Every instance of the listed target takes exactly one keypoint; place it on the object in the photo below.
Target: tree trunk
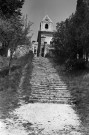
(10, 61)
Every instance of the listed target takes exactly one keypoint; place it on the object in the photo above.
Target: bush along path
(45, 104)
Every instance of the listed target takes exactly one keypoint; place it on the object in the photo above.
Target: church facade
(45, 35)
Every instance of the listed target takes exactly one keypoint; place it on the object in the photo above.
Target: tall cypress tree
(10, 7)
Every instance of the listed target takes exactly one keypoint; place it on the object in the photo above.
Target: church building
(45, 35)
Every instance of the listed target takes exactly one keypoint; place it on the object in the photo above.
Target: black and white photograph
(44, 67)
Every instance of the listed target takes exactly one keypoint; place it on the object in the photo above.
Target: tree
(10, 7)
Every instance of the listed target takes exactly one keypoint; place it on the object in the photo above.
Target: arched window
(46, 26)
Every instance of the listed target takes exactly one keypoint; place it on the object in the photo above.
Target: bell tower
(46, 24)
(45, 35)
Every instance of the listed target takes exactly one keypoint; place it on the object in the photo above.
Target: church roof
(47, 19)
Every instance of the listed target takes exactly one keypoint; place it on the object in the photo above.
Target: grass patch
(9, 96)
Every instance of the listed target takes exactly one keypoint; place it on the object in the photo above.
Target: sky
(57, 10)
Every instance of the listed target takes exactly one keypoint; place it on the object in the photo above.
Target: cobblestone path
(49, 110)
(46, 84)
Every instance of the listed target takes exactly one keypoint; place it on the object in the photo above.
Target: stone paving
(49, 110)
(47, 86)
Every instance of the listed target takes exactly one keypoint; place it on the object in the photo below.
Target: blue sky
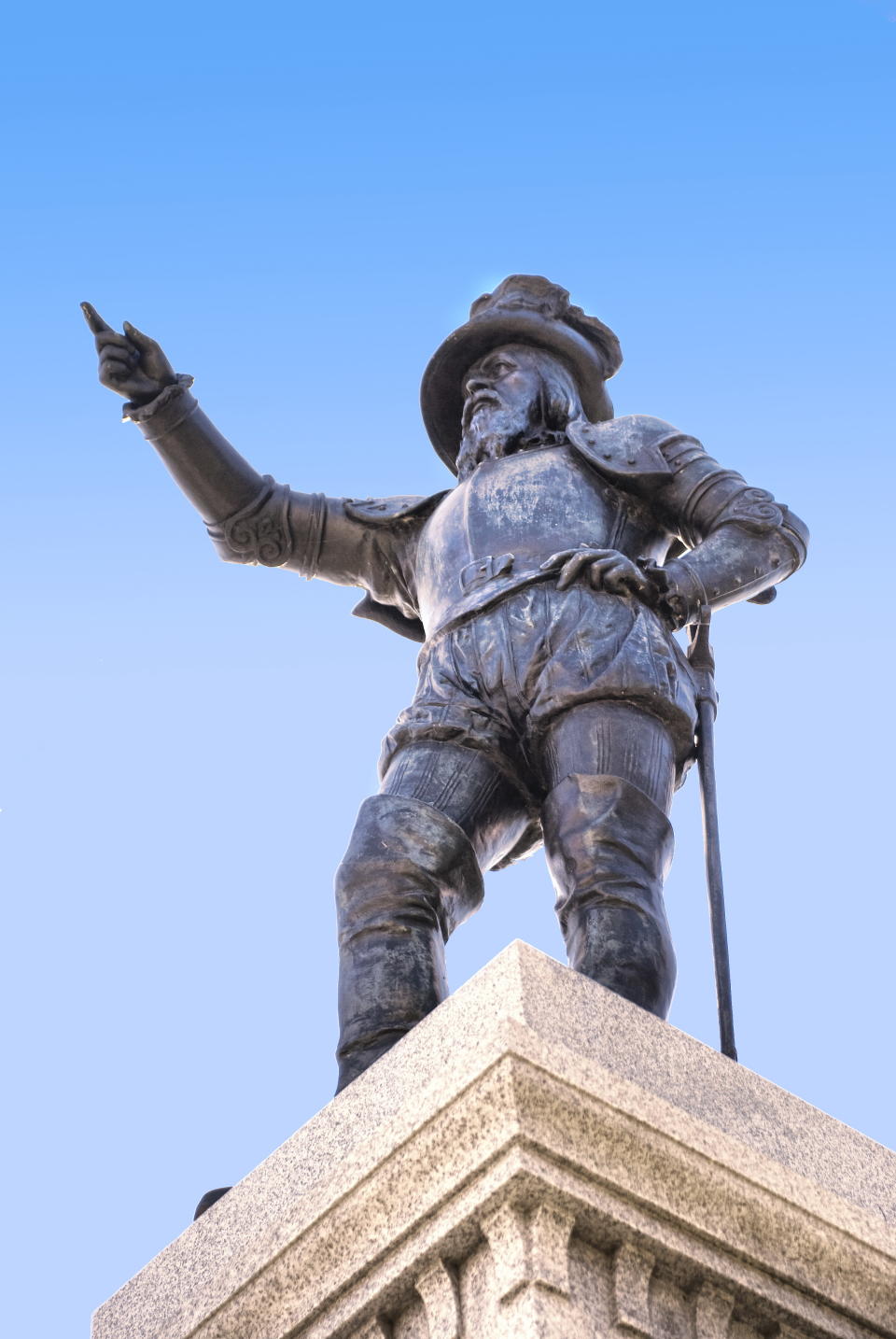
(301, 205)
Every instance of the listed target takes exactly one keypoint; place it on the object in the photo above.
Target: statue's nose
(477, 383)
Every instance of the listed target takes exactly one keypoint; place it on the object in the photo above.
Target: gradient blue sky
(301, 205)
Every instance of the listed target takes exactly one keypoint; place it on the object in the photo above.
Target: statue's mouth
(481, 400)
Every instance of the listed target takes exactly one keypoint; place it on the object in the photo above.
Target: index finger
(92, 317)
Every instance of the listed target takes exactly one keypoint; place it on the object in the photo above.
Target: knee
(406, 864)
(606, 841)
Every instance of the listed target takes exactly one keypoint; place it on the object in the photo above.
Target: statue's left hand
(607, 570)
(132, 364)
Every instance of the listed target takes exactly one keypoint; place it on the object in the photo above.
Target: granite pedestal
(540, 1159)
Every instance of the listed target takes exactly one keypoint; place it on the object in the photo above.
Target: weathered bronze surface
(553, 702)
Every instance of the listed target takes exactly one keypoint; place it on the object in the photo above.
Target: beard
(493, 431)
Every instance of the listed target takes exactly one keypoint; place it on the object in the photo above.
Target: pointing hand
(132, 364)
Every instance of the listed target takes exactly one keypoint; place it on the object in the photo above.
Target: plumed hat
(523, 309)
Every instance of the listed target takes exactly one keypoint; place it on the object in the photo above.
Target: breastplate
(495, 529)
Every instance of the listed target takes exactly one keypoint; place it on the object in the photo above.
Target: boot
(409, 879)
(609, 851)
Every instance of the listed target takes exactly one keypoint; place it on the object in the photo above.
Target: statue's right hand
(132, 364)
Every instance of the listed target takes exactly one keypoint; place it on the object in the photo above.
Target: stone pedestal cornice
(540, 1159)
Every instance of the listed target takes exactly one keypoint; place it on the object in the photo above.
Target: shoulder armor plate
(625, 449)
(387, 511)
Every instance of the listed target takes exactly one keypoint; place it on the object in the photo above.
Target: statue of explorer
(553, 702)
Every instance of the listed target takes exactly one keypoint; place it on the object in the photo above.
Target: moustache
(481, 400)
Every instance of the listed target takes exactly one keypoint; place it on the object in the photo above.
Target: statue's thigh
(465, 785)
(609, 740)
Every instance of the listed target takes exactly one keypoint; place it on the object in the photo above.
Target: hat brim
(442, 388)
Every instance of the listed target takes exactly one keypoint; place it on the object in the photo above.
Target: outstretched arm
(249, 517)
(212, 474)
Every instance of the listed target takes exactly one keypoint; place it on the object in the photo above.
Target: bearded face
(511, 397)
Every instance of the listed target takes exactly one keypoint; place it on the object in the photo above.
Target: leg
(611, 770)
(410, 876)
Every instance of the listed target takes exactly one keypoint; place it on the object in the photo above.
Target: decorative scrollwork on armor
(260, 532)
(756, 509)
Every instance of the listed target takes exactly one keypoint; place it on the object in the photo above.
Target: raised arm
(212, 474)
(249, 517)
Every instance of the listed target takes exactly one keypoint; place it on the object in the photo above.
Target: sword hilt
(701, 657)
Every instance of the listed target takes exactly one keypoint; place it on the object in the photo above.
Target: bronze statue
(553, 702)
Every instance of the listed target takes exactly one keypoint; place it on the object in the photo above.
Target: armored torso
(490, 534)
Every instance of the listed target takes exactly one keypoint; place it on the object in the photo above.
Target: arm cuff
(165, 411)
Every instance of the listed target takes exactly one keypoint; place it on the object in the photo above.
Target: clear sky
(301, 203)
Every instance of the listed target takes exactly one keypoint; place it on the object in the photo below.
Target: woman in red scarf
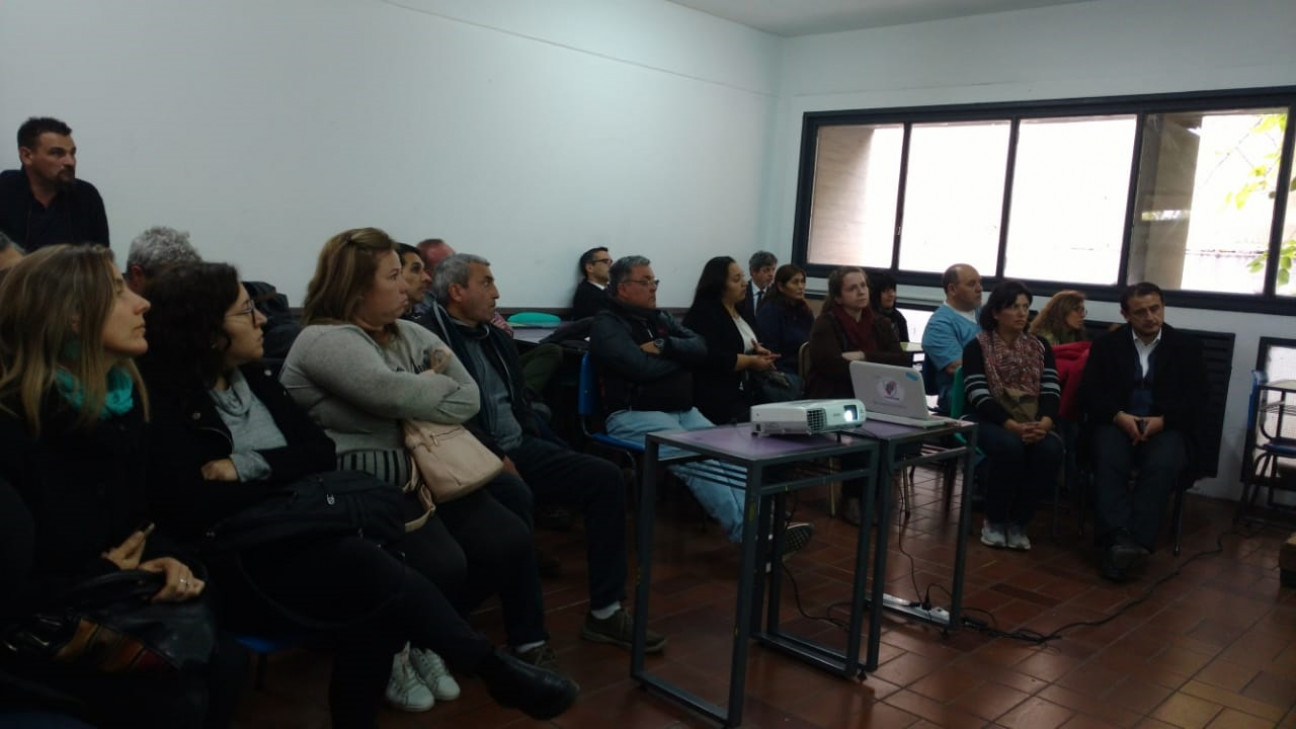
(1011, 387)
(845, 331)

— What the task requires —
Report each line in the entries above that contains the string "bronze", copying every such line in full.

— Exercise answer —
Target: weathered bronze surface
Target: bronze statue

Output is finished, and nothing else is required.